INPUT DATA below:

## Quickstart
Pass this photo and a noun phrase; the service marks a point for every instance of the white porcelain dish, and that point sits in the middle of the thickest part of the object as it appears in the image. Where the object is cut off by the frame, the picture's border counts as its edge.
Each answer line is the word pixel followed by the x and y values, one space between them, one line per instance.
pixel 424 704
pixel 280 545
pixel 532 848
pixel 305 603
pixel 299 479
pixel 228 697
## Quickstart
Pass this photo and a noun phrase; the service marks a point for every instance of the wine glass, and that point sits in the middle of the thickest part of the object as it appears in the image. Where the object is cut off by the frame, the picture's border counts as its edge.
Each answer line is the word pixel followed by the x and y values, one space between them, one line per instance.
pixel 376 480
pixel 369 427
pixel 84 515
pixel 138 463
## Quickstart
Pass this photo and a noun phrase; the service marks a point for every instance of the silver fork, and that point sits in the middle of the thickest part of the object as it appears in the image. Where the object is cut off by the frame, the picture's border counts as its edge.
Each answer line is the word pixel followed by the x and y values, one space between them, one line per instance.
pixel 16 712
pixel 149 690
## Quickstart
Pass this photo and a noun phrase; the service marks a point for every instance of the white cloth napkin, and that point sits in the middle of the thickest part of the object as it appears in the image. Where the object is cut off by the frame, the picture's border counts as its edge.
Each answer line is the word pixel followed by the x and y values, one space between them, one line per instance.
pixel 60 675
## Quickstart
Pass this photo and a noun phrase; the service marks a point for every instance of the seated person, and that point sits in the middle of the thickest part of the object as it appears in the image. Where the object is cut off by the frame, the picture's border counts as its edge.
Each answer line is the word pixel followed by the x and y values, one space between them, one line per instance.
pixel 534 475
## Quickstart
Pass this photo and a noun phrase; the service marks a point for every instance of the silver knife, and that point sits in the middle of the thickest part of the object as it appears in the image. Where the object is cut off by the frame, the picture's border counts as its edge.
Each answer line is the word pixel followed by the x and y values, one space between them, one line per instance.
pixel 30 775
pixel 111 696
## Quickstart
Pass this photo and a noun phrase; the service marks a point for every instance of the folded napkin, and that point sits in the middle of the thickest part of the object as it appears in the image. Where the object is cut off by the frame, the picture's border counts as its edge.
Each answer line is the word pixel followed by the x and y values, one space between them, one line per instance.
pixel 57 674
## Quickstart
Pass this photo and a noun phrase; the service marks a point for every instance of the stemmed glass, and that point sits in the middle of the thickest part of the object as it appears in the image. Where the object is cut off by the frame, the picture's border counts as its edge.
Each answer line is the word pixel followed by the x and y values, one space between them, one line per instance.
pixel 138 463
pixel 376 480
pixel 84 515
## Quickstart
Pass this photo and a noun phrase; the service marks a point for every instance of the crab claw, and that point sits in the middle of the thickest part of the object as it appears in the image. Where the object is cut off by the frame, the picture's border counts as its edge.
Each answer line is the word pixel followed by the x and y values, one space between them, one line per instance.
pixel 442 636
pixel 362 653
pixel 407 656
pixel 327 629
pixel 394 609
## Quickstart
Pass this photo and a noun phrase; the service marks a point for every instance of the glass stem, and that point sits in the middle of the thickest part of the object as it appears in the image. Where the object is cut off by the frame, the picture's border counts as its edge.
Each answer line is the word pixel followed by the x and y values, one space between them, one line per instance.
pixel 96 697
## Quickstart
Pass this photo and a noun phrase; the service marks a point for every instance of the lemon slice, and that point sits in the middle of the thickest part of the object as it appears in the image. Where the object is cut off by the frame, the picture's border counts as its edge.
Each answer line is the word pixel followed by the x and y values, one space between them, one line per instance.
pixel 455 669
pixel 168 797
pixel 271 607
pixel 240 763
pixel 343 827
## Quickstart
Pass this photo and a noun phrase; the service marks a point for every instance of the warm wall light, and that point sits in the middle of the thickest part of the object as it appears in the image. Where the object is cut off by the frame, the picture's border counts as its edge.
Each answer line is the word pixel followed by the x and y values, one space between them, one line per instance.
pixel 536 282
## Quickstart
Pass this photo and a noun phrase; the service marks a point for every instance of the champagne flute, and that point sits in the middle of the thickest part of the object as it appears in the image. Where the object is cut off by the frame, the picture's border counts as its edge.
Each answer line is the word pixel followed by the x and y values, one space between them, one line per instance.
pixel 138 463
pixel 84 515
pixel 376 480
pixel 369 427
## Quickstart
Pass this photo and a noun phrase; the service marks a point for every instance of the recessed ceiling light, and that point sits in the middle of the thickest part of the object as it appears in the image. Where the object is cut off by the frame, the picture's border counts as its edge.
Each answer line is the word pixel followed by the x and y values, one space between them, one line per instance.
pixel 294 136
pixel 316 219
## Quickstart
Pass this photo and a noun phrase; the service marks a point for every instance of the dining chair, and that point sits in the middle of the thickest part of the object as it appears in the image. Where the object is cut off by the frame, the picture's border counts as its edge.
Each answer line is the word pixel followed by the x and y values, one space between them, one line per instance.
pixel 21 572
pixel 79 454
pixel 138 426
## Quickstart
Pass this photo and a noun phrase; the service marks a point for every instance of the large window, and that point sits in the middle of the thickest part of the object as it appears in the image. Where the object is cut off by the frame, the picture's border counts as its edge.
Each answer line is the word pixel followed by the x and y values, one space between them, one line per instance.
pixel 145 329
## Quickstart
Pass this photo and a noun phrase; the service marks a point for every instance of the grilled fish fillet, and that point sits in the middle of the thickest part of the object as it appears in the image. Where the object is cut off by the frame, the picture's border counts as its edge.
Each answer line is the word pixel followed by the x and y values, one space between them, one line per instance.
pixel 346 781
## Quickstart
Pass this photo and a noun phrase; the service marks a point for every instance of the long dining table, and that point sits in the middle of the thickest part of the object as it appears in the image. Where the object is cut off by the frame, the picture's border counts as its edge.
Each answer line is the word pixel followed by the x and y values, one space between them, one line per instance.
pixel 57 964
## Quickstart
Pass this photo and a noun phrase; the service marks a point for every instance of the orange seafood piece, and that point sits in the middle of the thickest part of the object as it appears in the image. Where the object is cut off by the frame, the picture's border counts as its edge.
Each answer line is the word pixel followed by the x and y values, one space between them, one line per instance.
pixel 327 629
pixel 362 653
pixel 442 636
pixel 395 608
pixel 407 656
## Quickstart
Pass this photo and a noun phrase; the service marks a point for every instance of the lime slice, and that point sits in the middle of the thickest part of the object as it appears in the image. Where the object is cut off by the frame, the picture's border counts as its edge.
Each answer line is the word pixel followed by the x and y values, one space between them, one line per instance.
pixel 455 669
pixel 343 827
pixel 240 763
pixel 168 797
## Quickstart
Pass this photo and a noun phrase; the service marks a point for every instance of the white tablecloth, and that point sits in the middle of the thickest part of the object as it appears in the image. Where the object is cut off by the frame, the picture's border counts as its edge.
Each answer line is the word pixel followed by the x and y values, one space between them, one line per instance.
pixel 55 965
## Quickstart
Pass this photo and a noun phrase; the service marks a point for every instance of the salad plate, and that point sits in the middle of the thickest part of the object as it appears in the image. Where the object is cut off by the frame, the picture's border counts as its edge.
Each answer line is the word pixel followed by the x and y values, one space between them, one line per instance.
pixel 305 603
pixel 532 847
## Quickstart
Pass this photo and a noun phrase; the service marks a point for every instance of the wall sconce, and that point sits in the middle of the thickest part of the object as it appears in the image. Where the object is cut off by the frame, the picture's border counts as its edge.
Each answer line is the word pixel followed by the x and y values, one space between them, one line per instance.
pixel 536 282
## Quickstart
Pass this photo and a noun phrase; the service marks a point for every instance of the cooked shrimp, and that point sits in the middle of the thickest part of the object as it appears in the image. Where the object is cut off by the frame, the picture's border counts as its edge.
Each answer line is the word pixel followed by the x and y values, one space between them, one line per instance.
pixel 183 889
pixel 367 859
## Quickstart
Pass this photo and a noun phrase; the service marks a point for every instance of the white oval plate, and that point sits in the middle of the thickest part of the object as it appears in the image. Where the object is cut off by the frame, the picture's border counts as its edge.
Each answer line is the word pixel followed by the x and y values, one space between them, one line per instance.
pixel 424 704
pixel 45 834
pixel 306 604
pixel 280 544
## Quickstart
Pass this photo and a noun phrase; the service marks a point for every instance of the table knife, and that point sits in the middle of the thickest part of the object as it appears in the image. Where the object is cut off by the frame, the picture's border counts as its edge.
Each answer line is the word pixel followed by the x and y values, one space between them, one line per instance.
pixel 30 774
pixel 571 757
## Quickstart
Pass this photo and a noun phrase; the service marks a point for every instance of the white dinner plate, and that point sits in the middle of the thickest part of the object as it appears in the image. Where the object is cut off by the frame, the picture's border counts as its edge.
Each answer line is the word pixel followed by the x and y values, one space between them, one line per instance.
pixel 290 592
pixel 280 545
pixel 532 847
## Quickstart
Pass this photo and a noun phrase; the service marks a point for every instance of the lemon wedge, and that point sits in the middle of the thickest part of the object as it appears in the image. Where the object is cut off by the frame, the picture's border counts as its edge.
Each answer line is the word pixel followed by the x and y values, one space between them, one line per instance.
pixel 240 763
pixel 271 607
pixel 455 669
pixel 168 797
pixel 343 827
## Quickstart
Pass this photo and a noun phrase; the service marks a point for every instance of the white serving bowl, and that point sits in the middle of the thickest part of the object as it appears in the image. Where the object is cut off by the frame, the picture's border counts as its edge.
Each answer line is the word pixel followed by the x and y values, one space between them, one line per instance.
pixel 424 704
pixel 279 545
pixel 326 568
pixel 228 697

End of INPUT DATA.
INPUT DATA below:

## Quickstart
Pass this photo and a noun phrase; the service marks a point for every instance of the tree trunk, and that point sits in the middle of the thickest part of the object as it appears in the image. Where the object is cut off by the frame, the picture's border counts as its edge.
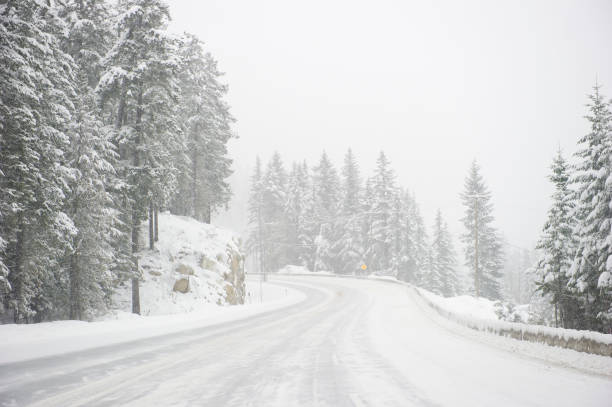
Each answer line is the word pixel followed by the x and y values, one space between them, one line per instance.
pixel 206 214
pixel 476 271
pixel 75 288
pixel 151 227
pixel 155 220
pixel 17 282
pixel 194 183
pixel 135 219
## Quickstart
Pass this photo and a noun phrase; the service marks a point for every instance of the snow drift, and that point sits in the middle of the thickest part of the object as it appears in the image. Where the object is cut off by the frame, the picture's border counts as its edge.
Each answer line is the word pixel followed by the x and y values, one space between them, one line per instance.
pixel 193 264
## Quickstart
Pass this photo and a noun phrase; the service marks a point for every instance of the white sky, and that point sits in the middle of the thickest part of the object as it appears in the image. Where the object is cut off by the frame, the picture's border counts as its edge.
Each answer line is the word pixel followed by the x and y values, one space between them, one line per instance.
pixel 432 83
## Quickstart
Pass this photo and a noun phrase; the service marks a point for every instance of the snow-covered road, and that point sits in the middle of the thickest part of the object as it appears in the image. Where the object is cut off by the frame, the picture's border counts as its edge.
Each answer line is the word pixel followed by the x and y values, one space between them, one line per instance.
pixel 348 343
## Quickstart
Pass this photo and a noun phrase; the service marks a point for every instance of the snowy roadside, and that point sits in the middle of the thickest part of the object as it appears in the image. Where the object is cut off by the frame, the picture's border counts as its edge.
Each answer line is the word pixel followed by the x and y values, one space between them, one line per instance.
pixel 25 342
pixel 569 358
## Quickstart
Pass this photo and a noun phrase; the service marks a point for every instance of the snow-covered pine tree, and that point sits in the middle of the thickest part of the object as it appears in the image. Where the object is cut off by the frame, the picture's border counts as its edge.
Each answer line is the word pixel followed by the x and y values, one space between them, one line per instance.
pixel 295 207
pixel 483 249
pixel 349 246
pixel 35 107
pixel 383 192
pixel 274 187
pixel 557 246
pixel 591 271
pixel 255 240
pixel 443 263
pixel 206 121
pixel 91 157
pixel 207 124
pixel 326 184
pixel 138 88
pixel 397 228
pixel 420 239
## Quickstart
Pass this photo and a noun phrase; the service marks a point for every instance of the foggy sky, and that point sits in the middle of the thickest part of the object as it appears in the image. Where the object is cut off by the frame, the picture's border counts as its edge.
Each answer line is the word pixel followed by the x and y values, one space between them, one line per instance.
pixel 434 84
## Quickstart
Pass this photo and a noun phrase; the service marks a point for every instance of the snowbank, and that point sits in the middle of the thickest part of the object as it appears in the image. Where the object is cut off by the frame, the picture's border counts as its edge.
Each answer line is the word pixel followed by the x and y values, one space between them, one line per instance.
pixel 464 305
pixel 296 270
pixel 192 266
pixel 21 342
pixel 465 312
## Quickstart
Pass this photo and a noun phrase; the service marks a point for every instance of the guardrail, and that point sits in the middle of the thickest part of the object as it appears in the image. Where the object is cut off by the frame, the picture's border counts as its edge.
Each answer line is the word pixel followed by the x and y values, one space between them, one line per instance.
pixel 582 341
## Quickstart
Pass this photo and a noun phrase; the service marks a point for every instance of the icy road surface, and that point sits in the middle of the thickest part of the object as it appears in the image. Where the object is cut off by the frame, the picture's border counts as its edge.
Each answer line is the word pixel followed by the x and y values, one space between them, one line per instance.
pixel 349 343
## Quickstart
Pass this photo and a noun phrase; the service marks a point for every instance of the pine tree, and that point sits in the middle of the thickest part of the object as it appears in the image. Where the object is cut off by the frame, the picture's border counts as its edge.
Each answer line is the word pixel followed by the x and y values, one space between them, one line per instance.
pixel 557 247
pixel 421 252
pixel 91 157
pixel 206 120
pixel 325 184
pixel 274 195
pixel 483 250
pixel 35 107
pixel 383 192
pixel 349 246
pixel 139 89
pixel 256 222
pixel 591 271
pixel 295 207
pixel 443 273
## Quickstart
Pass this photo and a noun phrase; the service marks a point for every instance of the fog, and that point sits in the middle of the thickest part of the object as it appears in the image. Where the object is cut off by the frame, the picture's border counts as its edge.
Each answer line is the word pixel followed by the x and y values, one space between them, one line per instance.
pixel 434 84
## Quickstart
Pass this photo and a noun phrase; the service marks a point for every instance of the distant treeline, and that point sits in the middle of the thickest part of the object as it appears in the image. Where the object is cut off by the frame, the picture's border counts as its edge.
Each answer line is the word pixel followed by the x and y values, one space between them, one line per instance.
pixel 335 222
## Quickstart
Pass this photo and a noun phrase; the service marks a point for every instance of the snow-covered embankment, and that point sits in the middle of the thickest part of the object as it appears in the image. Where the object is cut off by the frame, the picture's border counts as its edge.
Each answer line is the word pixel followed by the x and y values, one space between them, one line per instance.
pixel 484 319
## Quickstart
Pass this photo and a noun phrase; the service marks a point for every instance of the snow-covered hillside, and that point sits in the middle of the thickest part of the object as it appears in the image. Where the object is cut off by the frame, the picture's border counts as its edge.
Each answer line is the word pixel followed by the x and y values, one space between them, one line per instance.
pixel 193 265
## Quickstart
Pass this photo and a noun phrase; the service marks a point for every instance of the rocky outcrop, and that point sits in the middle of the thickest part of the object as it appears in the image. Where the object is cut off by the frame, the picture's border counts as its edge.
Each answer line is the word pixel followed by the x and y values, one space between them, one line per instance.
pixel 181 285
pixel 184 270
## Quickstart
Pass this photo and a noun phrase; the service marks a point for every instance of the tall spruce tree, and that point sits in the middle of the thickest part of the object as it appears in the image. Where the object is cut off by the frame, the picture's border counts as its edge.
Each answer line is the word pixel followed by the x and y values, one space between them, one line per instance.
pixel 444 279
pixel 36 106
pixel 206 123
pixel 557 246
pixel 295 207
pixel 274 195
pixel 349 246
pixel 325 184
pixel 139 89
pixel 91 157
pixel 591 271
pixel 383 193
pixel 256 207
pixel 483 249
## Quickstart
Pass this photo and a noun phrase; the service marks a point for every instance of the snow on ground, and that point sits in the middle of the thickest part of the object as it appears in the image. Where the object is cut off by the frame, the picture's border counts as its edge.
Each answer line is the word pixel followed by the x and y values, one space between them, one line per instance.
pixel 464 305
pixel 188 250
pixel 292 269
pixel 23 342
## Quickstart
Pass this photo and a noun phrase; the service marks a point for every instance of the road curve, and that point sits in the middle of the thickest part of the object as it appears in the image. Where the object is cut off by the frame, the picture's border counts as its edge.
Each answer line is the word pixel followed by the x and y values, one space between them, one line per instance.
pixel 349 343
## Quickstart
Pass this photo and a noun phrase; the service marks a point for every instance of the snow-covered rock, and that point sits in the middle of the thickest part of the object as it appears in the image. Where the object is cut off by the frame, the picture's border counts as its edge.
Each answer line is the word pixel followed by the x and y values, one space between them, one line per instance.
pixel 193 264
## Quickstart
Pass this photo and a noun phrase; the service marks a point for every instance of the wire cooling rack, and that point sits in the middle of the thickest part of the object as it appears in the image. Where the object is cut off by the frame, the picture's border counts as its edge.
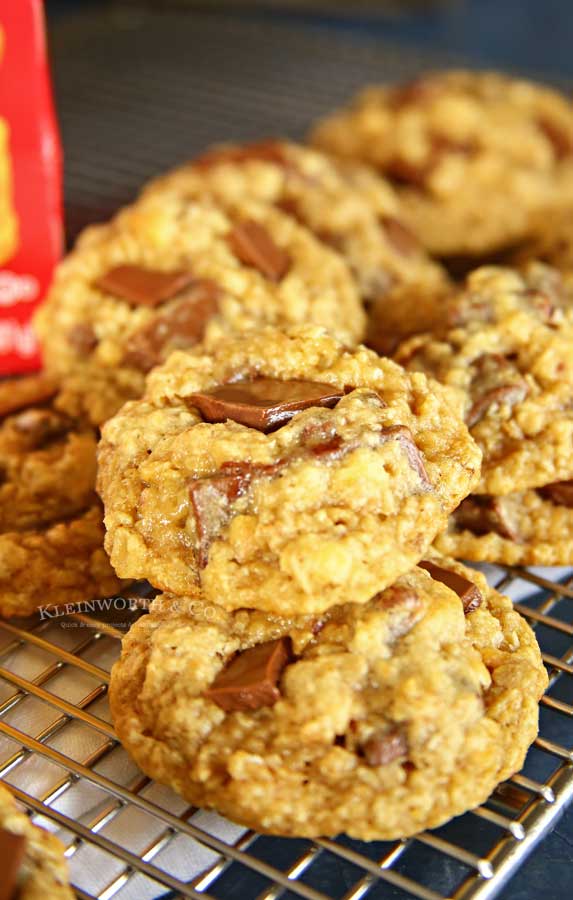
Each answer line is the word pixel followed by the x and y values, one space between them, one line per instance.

End of INPUT DATA.

## AIM OF THE EXERCISE
All lines with the string "napkin" must be copied from the data.

## OUTPUT OF THE EXERCISE
Pass this photo and a noun phrase; the service marks a point for every instance of the white cloth napkin, and that point sits in the middle of the thickest part of the object as it appears in the image. Where the object is cut off by the frame, the picture's border counts as its edge.
Pass this photo and a noun phrase; the service marks a point for every instance of the folded napkin, and that point sits in the middle of the thickest part of the object as it appears in the image. Where the object is cut off by the frame, the picture's border counts as its edge.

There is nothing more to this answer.